> _Task to complete_
Copy out the entries that follow, unchanged.

> _Data extracted from a collection_
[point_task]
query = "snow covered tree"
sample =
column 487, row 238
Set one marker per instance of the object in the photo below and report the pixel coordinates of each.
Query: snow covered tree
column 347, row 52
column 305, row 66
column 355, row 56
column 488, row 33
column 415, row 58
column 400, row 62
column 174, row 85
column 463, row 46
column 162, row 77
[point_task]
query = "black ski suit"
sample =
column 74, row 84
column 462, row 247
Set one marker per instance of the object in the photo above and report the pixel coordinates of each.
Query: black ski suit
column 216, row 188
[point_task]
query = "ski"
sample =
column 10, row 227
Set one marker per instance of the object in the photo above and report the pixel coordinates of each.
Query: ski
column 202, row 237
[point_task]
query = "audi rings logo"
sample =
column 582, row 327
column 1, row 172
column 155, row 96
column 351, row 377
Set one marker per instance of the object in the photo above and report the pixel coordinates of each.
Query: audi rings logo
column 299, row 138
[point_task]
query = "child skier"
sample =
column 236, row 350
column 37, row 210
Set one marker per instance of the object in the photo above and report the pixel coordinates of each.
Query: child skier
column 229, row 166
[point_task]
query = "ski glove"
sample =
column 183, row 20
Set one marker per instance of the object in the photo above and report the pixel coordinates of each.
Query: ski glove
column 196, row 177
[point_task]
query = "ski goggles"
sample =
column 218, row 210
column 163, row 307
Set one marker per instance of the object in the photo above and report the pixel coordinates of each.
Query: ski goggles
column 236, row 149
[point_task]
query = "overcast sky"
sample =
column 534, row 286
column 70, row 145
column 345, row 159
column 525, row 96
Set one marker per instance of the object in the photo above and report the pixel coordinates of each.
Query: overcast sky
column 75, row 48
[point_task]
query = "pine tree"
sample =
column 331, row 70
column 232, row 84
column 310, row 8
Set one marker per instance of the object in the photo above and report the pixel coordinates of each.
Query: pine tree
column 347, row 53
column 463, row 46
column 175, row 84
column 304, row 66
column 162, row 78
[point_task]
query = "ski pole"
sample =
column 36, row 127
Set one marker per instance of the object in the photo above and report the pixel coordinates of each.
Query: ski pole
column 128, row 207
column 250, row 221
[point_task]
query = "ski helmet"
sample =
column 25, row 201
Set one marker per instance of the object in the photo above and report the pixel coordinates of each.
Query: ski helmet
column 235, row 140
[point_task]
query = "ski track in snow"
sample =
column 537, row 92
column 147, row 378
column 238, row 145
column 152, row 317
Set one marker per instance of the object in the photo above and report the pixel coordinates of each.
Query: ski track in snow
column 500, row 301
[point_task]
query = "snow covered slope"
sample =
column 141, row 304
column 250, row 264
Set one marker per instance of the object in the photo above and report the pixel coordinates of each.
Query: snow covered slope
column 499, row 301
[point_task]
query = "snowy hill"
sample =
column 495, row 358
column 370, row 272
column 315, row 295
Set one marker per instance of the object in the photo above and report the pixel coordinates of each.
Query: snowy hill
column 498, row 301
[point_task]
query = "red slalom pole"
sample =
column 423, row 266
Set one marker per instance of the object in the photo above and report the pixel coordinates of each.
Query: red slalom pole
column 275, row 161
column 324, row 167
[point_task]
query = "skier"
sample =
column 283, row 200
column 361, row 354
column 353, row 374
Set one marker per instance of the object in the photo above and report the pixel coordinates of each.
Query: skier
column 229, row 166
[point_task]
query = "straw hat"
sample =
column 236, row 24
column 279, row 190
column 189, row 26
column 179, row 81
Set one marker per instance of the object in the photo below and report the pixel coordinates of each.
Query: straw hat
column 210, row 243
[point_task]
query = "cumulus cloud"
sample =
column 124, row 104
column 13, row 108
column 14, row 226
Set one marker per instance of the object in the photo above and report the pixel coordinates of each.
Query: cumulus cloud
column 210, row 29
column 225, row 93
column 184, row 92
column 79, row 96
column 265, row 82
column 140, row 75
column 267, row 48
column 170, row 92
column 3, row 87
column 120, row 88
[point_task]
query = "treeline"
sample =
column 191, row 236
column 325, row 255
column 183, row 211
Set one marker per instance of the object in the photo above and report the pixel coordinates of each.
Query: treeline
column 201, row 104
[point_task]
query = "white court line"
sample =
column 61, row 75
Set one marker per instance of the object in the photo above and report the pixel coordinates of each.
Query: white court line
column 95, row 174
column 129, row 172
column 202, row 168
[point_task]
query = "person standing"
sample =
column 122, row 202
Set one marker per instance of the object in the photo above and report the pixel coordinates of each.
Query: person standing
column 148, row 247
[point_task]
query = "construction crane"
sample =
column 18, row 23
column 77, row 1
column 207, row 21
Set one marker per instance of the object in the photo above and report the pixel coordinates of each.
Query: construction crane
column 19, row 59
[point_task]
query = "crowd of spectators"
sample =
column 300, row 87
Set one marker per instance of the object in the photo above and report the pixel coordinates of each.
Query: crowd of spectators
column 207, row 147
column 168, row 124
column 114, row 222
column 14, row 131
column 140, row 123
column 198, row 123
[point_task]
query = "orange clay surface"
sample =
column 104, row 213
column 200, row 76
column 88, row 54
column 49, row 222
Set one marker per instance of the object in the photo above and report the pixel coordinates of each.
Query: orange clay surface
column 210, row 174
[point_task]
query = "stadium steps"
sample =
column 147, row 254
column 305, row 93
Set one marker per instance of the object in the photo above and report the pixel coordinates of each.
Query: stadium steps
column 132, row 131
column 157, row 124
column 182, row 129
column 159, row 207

> _Result for this exercise_
[point_task]
query = "snow covered tree"
sample =
column 487, row 238
Set one marker per instance of the object in the photo below and report the pixel coordinates of each.
Query: snow covered tree
column 347, row 52
column 305, row 66
column 355, row 56
column 488, row 33
column 415, row 58
column 400, row 62
column 174, row 85
column 463, row 46
column 162, row 77
[point_task]
query = "black ski suit"
sample =
column 74, row 84
column 462, row 247
Set one marker per instance of the object in the photo above and report the pixel coordinates of each.
Query: black ski suit
column 216, row 188
[point_task]
query = "ski"
sample =
column 10, row 227
Set one marker per instance of the object in the photo above and report the pixel coordinates of each.
Query: ski
column 202, row 237
[point_task]
query = "audi rings logo"
sample =
column 582, row 327
column 1, row 172
column 155, row 96
column 351, row 377
Set one marker per instance of the object in the photo above and report the pixel coordinates of each.
Query: audi rings logo
column 299, row 138
[point_task]
query = "child skier"
sample =
column 236, row 350
column 37, row 210
Set one marker per instance of the object in the photo above and report the pixel coordinates of each.
Query: child skier
column 229, row 166
[point_task]
query = "ski glove"
sample =
column 183, row 20
Set one marker per instance of the object in the photo above and report the pixel coordinates of each.
Query: ski glove
column 196, row 177
[point_task]
query = "ski goggles"
sample =
column 218, row 210
column 163, row 307
Set one marker per instance of the object in the photo above and report the pixel coordinates of each.
Query: ski goggles
column 236, row 149
[point_task]
query = "overcast sky"
sample =
column 534, row 286
column 70, row 145
column 345, row 159
column 525, row 96
Set one marker per instance of the object in the photo above and report the pixel coordinates of each.
Query: overcast sky
column 75, row 48
[point_task]
query = "pine tree"
sample =
column 331, row 70
column 232, row 84
column 310, row 8
Set one marker per instance of the object in the photo above and report the pixel coordinates of each.
Query: pine tree
column 347, row 53
column 463, row 46
column 175, row 84
column 304, row 66
column 162, row 78
[point_task]
query = "ski pole"
sample =
column 36, row 127
Set one marker per instance of the object in the photo above and report the pixel coordinates of each.
Query: ski pole
column 128, row 207
column 250, row 221
[point_task]
query = "ski helmet"
sample =
column 25, row 201
Set one marker per instance of the object in the photo above and report the pixel coordinates of each.
Query: ski helmet
column 235, row 140
[point_task]
query = "ski track in snow"
sample =
column 537, row 92
column 147, row 378
column 238, row 145
column 152, row 317
Set one marker per instance of the object in the photo above and report the pixel coordinates of each.
Query: ski track in snow
column 500, row 301
[point_task]
query = "snow covered slope"
sample =
column 141, row 304
column 250, row 264
Set one marker per instance of the object in the photo above and report the pixel coordinates of each.
Query: snow covered slope
column 499, row 301
[point_task]
query = "snowy hill"
sample =
column 495, row 358
column 370, row 272
column 315, row 295
Set one marker per instance of the object in the photo above and report the pixel coordinates of each.
Query: snowy hill
column 498, row 301
[point_task]
query = "red slalom pole"
sample =
column 423, row 266
Set one marker per instance of the object in the photo above and report the pixel coordinates of each.
Query: red slalom pole
column 275, row 161
column 324, row 167
[point_task]
query = "skier"
sample =
column 283, row 200
column 361, row 354
column 353, row 374
Set one marker per instance of the object in the photo above and report the pixel coordinates of each.
Query: skier
column 229, row 166
[point_task]
query = "straw hat"
sample =
column 236, row 24
column 279, row 190
column 189, row 26
column 179, row 81
Set one marker per instance of the object in the photo below and report the pixel coordinates of each.
Query: straw hat
column 210, row 243
[point_task]
query = "cumulus cloud"
sample =
column 124, row 104
column 13, row 108
column 14, row 226
Set one marker per instance of the object in the photo above and report the pixel coordinates of each.
Query: cumulus cloud
column 210, row 29
column 225, row 93
column 184, row 92
column 79, row 96
column 265, row 82
column 140, row 75
column 267, row 48
column 170, row 92
column 3, row 87
column 120, row 88
[point_task]
query = "treeline"
sample =
column 191, row 236
column 325, row 255
column 183, row 211
Set one marker per instance of the object in the photo above and report the pixel coordinates of each.
Query: treeline
column 201, row 104
[point_task]
query = "white court line"
sample =
column 61, row 75
Set one marker per instance of the object in the photo above and report the pixel coordinates of each.
Query: white court line
column 95, row 174
column 129, row 172
column 202, row 168
[point_task]
query = "person standing"
sample =
column 122, row 202
Set one marker per instance of the object in the photo above and report the pixel coordinates of each.
Query: person standing
column 148, row 247
[point_task]
query = "construction crane"
sample =
column 18, row 23
column 77, row 1
column 207, row 21
Set one marker per instance of the object in the photo above and report the pixel coordinates of each.
Query: construction crane
column 19, row 59
[point_task]
query = "crowd of spectators"
sample =
column 300, row 87
Set one marker per instance of the object in the photo above and report the pixel coordinates of each.
Query: crowd of spectators
column 207, row 147
column 168, row 124
column 114, row 222
column 14, row 131
column 140, row 123
column 198, row 123
[point_task]
query = "orange clay surface"
sample =
column 104, row 213
column 200, row 76
column 88, row 54
column 49, row 222
Set one marker per instance of the object in the photo above and report the pixel coordinates of each.
Query: orange clay surface
column 210, row 174
[point_task]
query = "stadium steps"
sample =
column 147, row 254
column 305, row 93
Set one marker per instance of the object in the photo above and report the pixel coordinates of each.
Query: stadium steps
column 132, row 131
column 157, row 124
column 182, row 129
column 159, row 207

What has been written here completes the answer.